### PROBLEM
All of the data that appears below is to be given again precisely as written.

Saved entries
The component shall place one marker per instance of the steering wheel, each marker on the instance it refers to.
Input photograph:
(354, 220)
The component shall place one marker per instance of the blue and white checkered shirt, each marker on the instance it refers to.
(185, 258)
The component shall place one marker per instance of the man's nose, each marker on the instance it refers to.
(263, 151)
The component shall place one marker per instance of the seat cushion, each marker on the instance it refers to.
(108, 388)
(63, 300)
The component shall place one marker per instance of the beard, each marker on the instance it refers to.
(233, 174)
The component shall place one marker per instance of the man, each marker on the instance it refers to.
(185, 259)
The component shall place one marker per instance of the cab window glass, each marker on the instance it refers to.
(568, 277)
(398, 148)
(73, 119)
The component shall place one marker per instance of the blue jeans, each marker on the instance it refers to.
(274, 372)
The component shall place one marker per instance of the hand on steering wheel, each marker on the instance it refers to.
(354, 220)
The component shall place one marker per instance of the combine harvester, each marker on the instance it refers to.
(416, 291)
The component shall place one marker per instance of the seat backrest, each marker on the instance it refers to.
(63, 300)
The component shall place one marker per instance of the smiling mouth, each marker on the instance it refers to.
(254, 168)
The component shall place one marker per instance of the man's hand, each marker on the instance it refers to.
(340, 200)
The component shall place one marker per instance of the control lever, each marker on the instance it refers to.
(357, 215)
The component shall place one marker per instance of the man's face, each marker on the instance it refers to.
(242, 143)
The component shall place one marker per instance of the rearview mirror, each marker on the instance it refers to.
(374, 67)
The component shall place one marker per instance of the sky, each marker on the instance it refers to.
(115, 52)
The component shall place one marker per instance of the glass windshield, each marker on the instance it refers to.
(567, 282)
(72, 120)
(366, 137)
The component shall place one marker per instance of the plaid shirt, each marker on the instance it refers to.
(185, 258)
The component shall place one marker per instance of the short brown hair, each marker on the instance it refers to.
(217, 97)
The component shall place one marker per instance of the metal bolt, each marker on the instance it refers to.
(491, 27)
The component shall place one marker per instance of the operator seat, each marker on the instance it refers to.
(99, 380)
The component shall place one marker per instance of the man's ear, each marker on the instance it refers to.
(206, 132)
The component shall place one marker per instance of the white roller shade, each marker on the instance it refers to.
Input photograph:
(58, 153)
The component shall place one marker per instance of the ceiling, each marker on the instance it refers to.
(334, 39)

### FINISHED EXERCISE
The component shall place one marker per instance of the steering wheel, each marker on the instance it refers to.
Input photograph:
(354, 220)
The component shall place one marker per instance of the blue and white checkered shirt, each marker on the instance it refers to.
(185, 258)
The component shall place one marker per instance of the man's nose, each marker on the instance it refers to.
(263, 151)
The component shall place one marker per instance of the seat cushion, each marker on the instance it refers to.
(108, 388)
(63, 300)
The component shall place one marker per instance of the beard, each marker on the instance it refers to.
(233, 174)
The component shall place one marker per instance of the man, each marker on the instance it refers to.
(185, 259)
The component shall place one marker per instance of the cab window glass, each marker on the instance it refers to.
(568, 277)
(398, 148)
(73, 119)
The component shall place one marker per instance of the blue jeans, each marker on the instance it refers to.
(274, 372)
The component shall place one marker per instance of the hand on steering wheel, each marker on the instance it refers to.
(354, 220)
The component shall place one marker per instance of the combine harvester, each marker on the instance it refers to.
(416, 291)
The component shall place one marker per instance of the seat backrest, each marker on the instance it refers to.
(63, 300)
The component shall place one marker per instance of the smiling mouth, each marker on the instance it refers to.
(254, 168)
The component shall place one marker per instance of the man's hand, each marker on the instance it refers to.
(340, 200)
The component shall place one marker per instance of the control lever, each marker on the instance it refers to.
(357, 215)
The component shall place one marker per instance of the man's face, each marker on the instance it refers to.
(242, 143)
The component shall place one marker per instance of the rearview mirror, each marker on the instance it refers to.
(374, 67)
The component shall place one marker per instance of the sky, each marker on the instance it refers to.
(115, 52)
The component shall place one marker per instance of the glass windshield, each marker on the instance it refers to.
(567, 282)
(72, 120)
(366, 137)
The component shall place one marker per instance of the plaid shirt, each marker on the instance it refers to.
(185, 258)
The component shall place one marker per instance of the short brown hair, each marker on the instance it refers to.
(217, 97)
The component shall place one marker per instance of the metal bolt, each marker on the instance it refers to.
(491, 27)
The component shall place one marker per instance of the operator seat, each marker on the instance it refers to.
(99, 380)
The component shall place one marker per instance of the man's ear, each marker on the instance it refers to.
(206, 132)
The component shall place one marker per instance of the white roller shade, each marker on the instance it refers to.
Input photograph:
(58, 153)
The component shall place one marker per instance of the ceiling, each marker on the instance it refers to.
(334, 39)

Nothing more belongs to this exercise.